> TASK DETAILS: In the material below, find each line holding the string "champions" and copy it.

# # #

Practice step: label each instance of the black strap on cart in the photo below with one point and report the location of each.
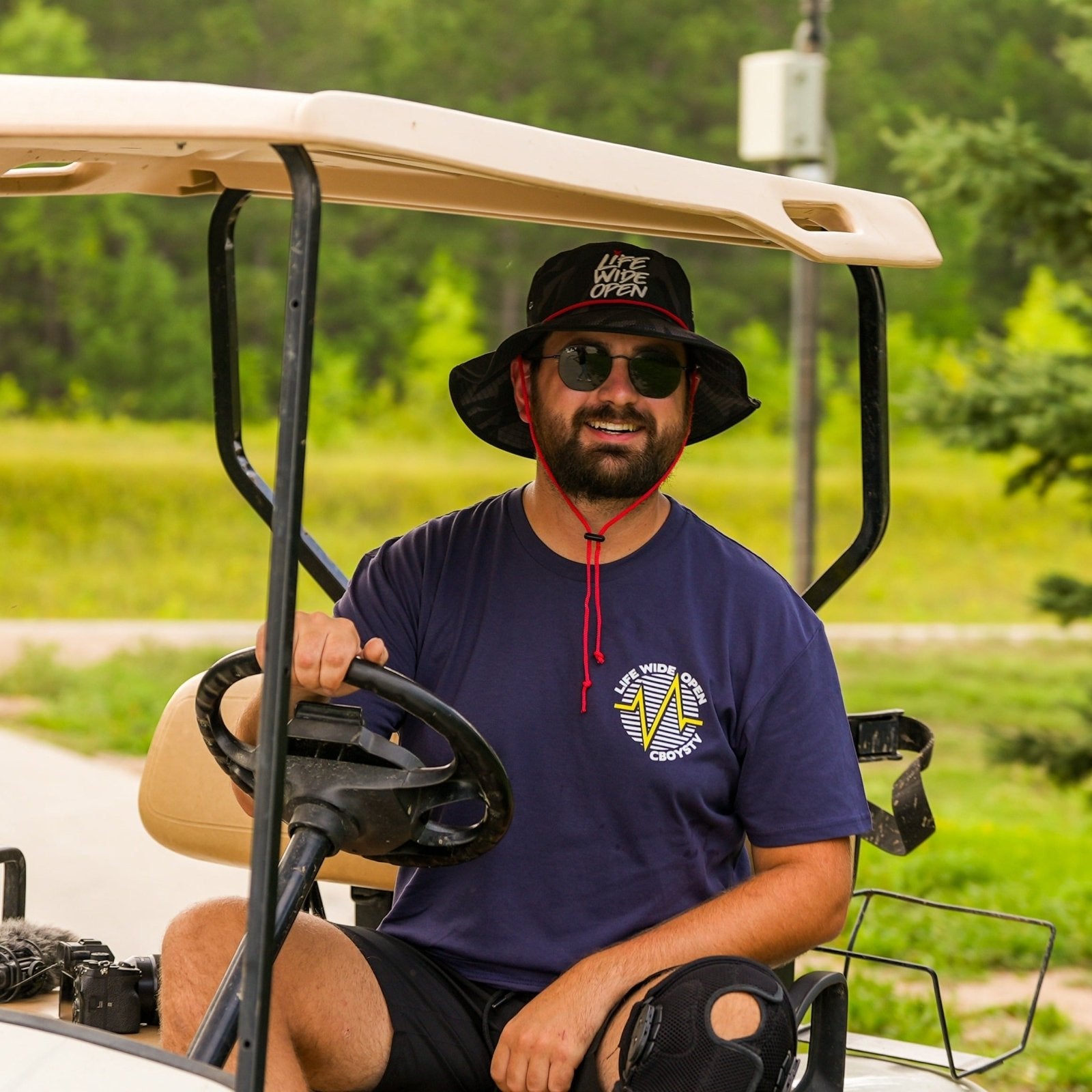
(885, 735)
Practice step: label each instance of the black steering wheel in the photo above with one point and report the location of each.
(369, 795)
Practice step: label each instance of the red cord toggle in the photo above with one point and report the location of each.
(599, 538)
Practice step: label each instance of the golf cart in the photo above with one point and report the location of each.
(358, 805)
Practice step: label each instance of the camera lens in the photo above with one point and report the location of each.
(147, 988)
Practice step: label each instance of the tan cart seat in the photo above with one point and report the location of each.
(187, 804)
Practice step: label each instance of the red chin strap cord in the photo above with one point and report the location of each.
(597, 538)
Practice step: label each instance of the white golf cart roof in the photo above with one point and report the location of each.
(76, 136)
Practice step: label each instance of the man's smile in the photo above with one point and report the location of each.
(615, 429)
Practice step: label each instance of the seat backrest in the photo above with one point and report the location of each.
(187, 803)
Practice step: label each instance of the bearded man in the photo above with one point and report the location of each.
(661, 699)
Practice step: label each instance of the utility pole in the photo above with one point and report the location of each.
(782, 121)
(804, 341)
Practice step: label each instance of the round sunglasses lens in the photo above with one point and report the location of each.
(584, 367)
(655, 375)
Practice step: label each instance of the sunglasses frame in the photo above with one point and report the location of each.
(658, 356)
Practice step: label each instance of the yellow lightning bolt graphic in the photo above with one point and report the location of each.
(648, 733)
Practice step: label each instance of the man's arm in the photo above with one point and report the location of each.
(322, 649)
(796, 899)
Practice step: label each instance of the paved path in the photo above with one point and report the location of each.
(91, 866)
(85, 642)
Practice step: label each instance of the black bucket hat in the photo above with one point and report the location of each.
(607, 287)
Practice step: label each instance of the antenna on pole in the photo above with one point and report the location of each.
(784, 123)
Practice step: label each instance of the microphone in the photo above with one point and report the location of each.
(30, 958)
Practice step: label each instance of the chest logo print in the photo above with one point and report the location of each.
(660, 710)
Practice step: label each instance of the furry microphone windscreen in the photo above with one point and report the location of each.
(30, 958)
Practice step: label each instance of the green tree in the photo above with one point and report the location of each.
(1029, 392)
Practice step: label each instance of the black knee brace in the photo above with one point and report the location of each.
(669, 1044)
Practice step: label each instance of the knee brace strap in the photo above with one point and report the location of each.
(669, 1043)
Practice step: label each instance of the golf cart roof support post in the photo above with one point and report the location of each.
(875, 437)
(284, 565)
(307, 849)
(227, 400)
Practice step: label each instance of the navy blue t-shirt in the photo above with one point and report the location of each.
(717, 715)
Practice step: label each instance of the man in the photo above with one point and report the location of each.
(655, 691)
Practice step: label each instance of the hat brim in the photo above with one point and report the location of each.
(482, 388)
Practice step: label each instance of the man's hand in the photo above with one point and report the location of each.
(322, 650)
(542, 1046)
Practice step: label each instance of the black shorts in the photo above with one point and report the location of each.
(446, 1026)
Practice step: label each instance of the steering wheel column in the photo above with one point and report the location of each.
(349, 789)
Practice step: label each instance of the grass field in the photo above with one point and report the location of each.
(126, 520)
(123, 520)
(1006, 840)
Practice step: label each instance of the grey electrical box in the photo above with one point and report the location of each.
(782, 114)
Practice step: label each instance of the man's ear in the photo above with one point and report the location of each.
(521, 375)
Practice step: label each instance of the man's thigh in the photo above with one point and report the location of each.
(445, 1028)
(336, 1010)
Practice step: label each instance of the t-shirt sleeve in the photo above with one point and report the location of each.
(384, 600)
(799, 778)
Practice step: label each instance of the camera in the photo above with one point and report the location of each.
(71, 953)
(100, 992)
(104, 995)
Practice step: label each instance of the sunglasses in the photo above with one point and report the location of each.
(655, 374)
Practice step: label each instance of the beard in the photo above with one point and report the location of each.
(604, 472)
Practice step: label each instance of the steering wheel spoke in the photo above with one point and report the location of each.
(344, 779)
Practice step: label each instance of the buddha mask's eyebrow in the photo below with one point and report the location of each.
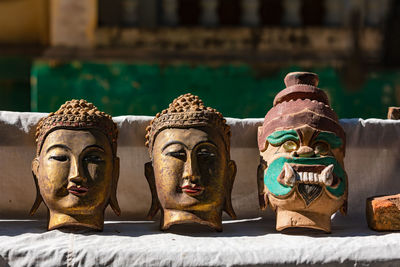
(279, 137)
(95, 146)
(173, 142)
(57, 146)
(332, 139)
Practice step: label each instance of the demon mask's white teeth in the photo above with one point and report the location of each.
(326, 176)
(290, 174)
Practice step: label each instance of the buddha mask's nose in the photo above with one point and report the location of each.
(191, 171)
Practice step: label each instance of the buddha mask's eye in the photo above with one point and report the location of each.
(205, 154)
(321, 148)
(290, 145)
(61, 158)
(179, 154)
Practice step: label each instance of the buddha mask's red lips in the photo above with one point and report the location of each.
(308, 174)
(77, 190)
(193, 190)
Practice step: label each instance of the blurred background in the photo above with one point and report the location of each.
(133, 57)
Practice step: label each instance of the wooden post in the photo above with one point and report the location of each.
(73, 23)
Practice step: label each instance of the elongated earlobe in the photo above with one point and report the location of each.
(39, 199)
(113, 197)
(155, 204)
(231, 174)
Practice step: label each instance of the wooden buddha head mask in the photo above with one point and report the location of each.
(302, 145)
(76, 168)
(191, 174)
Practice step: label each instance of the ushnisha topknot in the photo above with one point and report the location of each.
(77, 114)
(187, 111)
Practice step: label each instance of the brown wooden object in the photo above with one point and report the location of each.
(383, 213)
(190, 174)
(301, 174)
(76, 169)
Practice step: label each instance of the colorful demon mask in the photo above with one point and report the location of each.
(76, 168)
(191, 174)
(302, 145)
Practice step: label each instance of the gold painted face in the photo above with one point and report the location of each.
(193, 176)
(76, 173)
(190, 167)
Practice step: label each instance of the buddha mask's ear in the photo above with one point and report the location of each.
(39, 199)
(262, 198)
(231, 174)
(113, 197)
(155, 204)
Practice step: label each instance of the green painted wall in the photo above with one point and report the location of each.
(14, 83)
(236, 90)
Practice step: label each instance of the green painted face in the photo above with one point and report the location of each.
(308, 157)
(278, 189)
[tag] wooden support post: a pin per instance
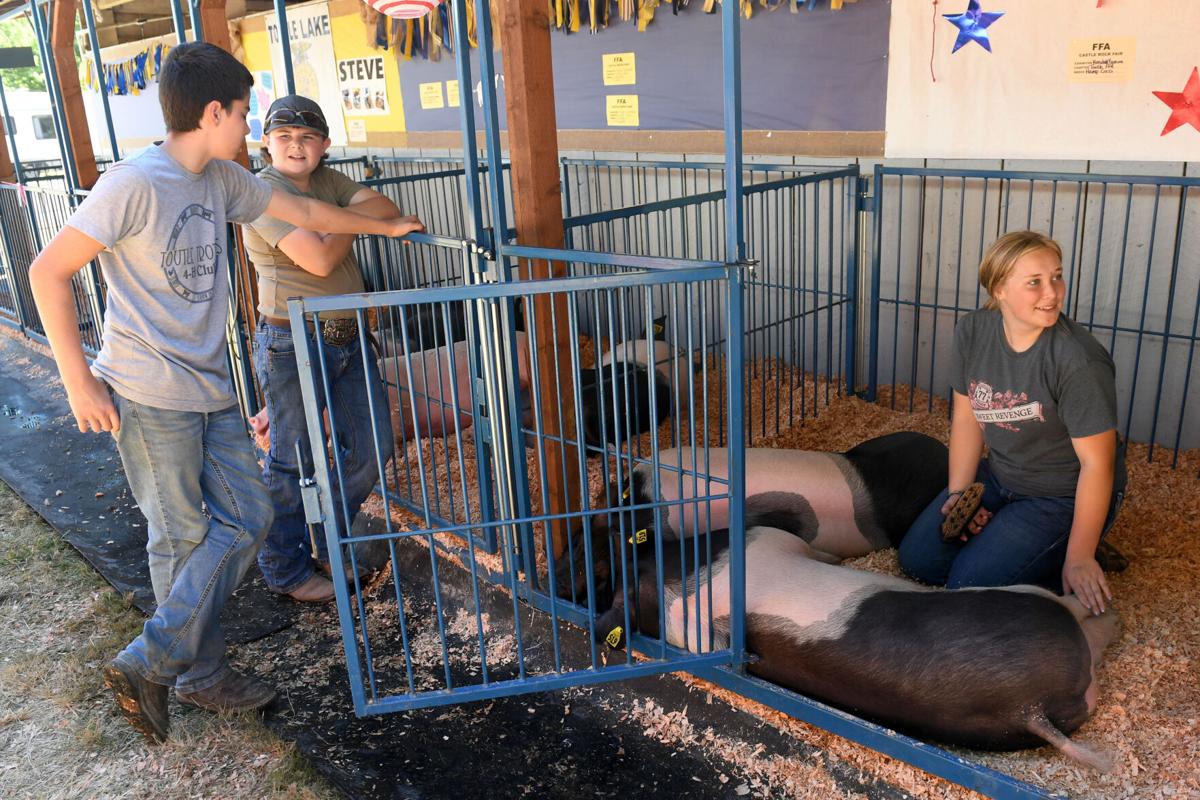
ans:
(63, 24)
(538, 216)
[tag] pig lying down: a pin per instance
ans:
(987, 668)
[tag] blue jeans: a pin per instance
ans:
(196, 479)
(287, 555)
(1024, 542)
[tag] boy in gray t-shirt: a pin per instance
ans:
(161, 383)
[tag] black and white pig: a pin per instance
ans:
(987, 668)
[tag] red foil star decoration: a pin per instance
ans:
(1185, 104)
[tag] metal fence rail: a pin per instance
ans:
(592, 186)
(1131, 257)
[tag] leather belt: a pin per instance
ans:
(336, 332)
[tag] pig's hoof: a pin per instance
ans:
(961, 511)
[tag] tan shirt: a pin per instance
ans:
(279, 277)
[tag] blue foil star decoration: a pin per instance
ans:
(973, 24)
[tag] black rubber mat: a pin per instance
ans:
(76, 482)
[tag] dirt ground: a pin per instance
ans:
(60, 734)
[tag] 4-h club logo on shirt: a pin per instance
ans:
(191, 269)
(1002, 409)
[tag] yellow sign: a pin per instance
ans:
(622, 109)
(431, 95)
(619, 68)
(1102, 60)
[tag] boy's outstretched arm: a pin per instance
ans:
(49, 276)
(321, 252)
(313, 215)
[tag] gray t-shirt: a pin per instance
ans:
(163, 229)
(1031, 404)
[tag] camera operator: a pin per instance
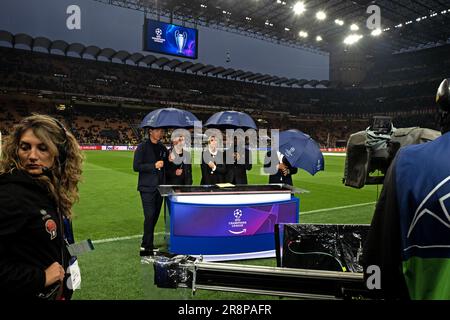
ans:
(409, 238)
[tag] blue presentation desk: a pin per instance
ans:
(227, 223)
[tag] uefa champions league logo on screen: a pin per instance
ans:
(180, 39)
(158, 38)
(237, 214)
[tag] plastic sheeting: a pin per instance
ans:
(323, 246)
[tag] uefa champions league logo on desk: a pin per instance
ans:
(180, 39)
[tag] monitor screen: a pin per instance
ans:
(170, 39)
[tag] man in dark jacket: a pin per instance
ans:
(284, 170)
(149, 160)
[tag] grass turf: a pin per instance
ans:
(110, 207)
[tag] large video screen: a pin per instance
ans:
(170, 39)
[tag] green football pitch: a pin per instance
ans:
(110, 214)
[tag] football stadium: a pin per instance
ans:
(336, 93)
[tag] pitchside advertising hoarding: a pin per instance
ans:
(170, 39)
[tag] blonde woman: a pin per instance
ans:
(40, 168)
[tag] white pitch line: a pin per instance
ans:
(301, 213)
(338, 208)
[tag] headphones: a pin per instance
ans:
(62, 148)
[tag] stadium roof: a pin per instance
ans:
(407, 24)
(78, 49)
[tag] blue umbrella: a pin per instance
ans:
(230, 119)
(301, 151)
(169, 118)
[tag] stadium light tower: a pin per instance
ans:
(299, 8)
(376, 32)
(320, 15)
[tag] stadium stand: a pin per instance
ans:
(104, 101)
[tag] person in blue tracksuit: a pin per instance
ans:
(409, 238)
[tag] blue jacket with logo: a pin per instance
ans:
(410, 234)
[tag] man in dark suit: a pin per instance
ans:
(179, 167)
(149, 160)
(213, 166)
(284, 170)
(237, 169)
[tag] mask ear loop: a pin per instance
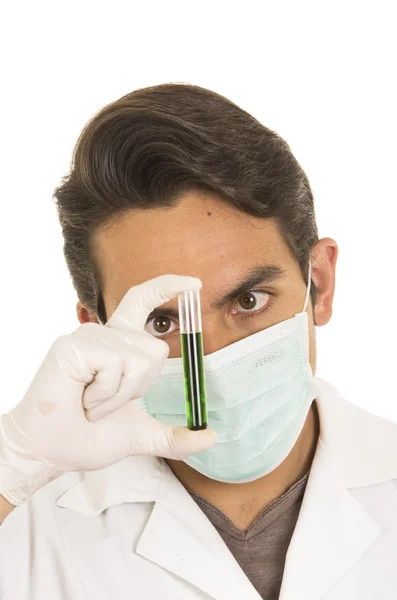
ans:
(308, 286)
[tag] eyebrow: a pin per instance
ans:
(261, 274)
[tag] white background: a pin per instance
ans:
(321, 74)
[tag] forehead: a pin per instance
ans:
(201, 236)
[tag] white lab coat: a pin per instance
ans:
(132, 532)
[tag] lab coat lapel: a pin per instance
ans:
(179, 537)
(333, 530)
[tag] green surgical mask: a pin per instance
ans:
(259, 392)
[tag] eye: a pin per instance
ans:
(160, 326)
(253, 299)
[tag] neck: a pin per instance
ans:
(242, 502)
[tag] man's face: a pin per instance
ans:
(205, 237)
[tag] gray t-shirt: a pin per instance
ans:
(262, 548)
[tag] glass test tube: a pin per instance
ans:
(192, 355)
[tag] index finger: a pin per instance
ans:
(140, 300)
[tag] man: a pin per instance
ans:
(175, 187)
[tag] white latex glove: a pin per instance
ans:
(81, 411)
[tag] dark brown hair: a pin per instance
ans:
(151, 146)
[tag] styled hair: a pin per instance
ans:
(154, 145)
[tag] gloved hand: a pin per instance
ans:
(81, 411)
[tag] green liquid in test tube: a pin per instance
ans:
(193, 359)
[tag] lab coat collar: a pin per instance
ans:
(354, 449)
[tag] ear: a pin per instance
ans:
(324, 257)
(84, 315)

# # #

> RESULT OF THIS TASK:
[tag] uefa champions league logo on screen: a pin per instance
[tag] uefa champions league logo on desk: a pin per instance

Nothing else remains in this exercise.